**Exercise aim**
Please count the lines in the data below that contain the word "woman" and give only that number.

**Exercise material**
:::

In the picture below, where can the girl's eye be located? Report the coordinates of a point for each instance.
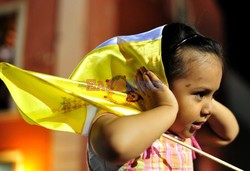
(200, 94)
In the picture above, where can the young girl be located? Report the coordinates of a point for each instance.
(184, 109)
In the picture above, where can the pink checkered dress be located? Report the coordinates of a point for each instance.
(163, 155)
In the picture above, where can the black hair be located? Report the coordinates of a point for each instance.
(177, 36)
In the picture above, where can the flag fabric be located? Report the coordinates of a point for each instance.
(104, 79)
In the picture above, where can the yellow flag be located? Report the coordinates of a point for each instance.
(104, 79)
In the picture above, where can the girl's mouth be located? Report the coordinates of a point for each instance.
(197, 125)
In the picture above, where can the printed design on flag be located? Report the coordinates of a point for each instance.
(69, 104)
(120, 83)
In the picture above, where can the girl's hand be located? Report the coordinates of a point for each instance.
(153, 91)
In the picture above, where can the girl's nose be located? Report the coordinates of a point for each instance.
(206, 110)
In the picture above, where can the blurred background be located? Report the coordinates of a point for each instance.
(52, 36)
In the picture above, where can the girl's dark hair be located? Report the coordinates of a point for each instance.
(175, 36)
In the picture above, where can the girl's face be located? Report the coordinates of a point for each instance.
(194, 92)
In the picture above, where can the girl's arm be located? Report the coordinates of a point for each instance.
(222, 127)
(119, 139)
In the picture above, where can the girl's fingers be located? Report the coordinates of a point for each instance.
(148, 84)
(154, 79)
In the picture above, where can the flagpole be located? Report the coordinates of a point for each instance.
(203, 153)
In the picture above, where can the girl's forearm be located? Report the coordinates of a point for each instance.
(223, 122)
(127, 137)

:::

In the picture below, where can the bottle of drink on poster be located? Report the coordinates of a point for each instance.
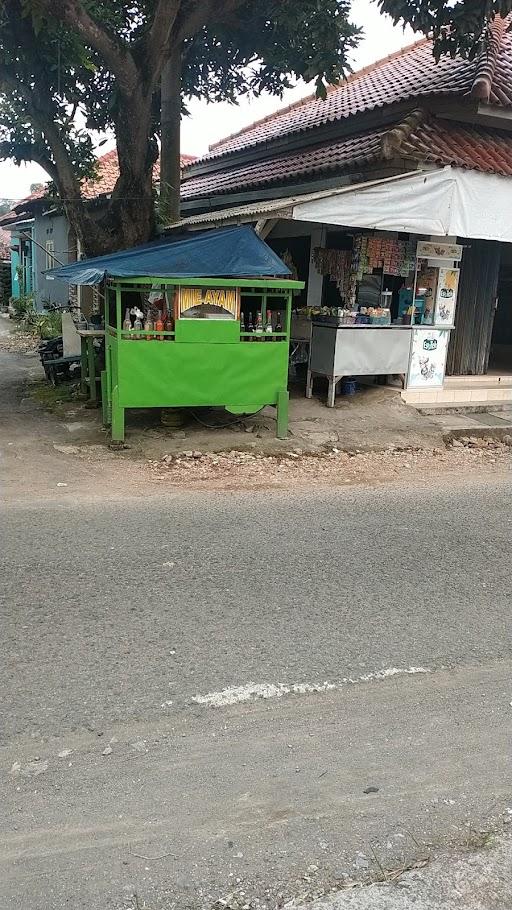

:::

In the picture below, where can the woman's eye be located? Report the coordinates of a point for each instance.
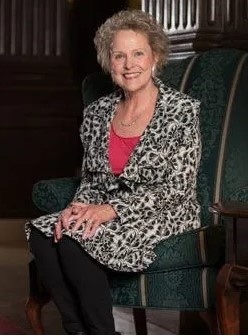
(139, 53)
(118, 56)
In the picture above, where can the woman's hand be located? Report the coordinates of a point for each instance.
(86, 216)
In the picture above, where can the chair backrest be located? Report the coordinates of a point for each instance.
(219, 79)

:::

**Problem solution**
2